Using the information:
**1.** Answer these about the piece on iYogi and Wikipedia:
(a) Which anti-virus company suspended iYogi support from its products?
(b) On what date was the Wikipedia entry for iYogi updated with news of the suspension?
(c) Which television show does the writer say wasn't in the encyclopedia?
**2.** Extend the piece on iYogi and Wikipedia, picking up right after its final sentence.

Passage provided:
If iYogi is listed in Wikipedia, why aren’t we?

By now I’m sure you’ve heard the news that the anti-virus company Avast! suspended iYogi support service from its products last week. It made news in blogs and forums throughout the tech community, including The Force Field.

The news made it into Wikipedia as well.

The Wikipedia entry for iYogi was updated March 15 with news of the suspension. My initial reaction was one of disbelief. It soon gave way to feelings of great annoyance, disdain and insult. However, my reactions were not directed at iYogi, although the name itself is known to evoke those same emotions within the IT community.

No, they were directed solely at the source itself. Wikipedia.

This is what bothers me about Wikipedia. They willingly accept entries for trivial items about large companies and famous people, but smaller companies or little known entities they will immediately reject. I understand their reasoning for this, but it is seriously flawed, because it attempts to elevate the larger entities beyond their already perceived status of importance while it even further demotes the “nobody status” of the little guy, which isn’t really fair and defeats the purpose of having an online encyclopedia in the first place.

If I want to know more about a topic, I look it up in an encyclopedia. If that topic is common knowledge already, chances are I know about it, so there is little reason to do so. The reason I look something up is because it isn’t common knowledge and I want to find out more about it to increase mine.

Every company, large and small, contributes to history and society in some way. It may be to only a minute degree, but each degree does count. Wikipedia’s approach is to “snub” the little guy whose contribution is considered by them too miniscule to matter, in effect placing themselves in the position as judge and jury over historical fact. Such snubbing of small companies indicates their criteria for “important contribution” is the size of their wallet, their fame factor or the amount of revenue they generate instead of to simply collect and catalogue actual data on human knowledge in general.

The original purpose of an encyclopedia was to collect and catalogue all known human knowledge and fact. When I was a kid, I could look almost any topic of relevant knowledge in an encyclopedia and learn about it. This did not, however, include diversions such as movies, television shows and celebrities in the entertainment world. Those were contemporary diversions that had little to do with the accumulation of relevant knowledge having significant impact on sustaining society.

Gilligan’s Island wasn’t in the encyclopedia. Neither was the Kellogg Company. Yet both are listed in Wikipedia as if they were somehow relevant or important to know for our very existence.

Data listing:
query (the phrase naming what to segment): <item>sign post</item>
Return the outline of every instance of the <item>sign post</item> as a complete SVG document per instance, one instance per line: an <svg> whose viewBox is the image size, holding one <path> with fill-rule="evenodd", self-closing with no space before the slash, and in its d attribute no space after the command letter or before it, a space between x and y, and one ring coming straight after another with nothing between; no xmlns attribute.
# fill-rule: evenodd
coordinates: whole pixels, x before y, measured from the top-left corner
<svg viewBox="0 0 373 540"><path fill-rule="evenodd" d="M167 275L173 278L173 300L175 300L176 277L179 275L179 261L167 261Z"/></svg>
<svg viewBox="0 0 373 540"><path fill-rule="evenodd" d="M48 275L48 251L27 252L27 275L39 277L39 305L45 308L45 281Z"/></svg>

---

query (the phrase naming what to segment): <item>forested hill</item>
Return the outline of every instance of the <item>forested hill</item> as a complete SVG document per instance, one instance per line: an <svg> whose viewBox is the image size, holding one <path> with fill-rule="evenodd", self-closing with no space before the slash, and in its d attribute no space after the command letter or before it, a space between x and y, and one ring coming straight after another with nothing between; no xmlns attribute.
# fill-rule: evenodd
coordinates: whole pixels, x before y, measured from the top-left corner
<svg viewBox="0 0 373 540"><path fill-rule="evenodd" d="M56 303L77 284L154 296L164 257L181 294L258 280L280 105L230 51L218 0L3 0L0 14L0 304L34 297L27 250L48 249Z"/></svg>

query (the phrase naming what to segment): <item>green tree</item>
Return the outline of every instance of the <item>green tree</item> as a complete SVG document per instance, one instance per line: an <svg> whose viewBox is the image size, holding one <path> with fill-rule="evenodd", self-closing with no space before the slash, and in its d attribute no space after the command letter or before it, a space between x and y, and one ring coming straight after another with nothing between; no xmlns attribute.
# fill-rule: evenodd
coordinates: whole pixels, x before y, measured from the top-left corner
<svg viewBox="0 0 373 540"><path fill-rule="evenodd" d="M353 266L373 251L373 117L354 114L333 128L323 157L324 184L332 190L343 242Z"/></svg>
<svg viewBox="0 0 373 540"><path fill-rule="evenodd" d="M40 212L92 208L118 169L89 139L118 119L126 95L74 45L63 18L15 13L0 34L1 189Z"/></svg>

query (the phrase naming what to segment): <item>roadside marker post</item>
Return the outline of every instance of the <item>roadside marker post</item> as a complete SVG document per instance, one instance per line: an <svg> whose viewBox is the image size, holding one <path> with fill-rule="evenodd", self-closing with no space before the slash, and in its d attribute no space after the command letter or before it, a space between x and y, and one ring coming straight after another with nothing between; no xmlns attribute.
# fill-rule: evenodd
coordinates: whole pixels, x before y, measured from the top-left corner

Your responses:
**1.**
(a) Avast!
(b) March 15
(c) Gilligan's Island

**2.**
They may be popular icons and people may want to know more about them, but they are not equal in human relevance to topics such as how a television works or how cereal is made. However, Wikipedia, in its self-appointed wisdom, drew a new line on what is considered important human knowledge by giving them all equal billing.So, if Gilligan’s Island and the Kellogg Company are now somehow equal to something really important to know for our existence as a society, then technically speaking, so is everything else. Not so fast, says Wikipedia. We have to draw the line somewhere, they say, so we will determine this based on how popular or well-known the item is.

And what items meet this criteria? Well, we’re not really sure, and apparently, neither is Wikipedia, since that determination is in the eye of the beholder, so to speak. There are some obvious ones, of course. Lady Gaga makes the list, as do most other entertainment celebrities. Little known or one run network TV shows that were never popular and few care about, such as Do Over, are listed as well.

Even popular podcasts such as Keith and the Girl make the list, because they are already well-known to podcast listeners (although the general public is still largely unaware of what a podcast is).

Since such an entry seemed to be accepted as “relevant knowledge” for an encyclopedia, I attempted to submit The Force Field. It was flatly rejected. Why? Because it wasn’t well-known, popular, or a recognized brand name. Recognized by whom? Those in the IT industry? podcasters? Or people at Wikipedia?

It’s an arbitrary line, determined solely by Wikipedia. They set themselves as the final authority on what is considered relevant knowledge and what isn’t. Lady Gaga is deemed just as important to the total knowledge necessary for continued human existence as the process for manufacturing breakfast food. Yet a podcast for the masses is more important than one aimed at a specific segment of the podcast listening population.

In my opinion, iYogi has no place whatsover in Wikipedia. But if they are there, everything else should be there too. I mean everything. After all, It’s all knowledge. It’s either all or nothing.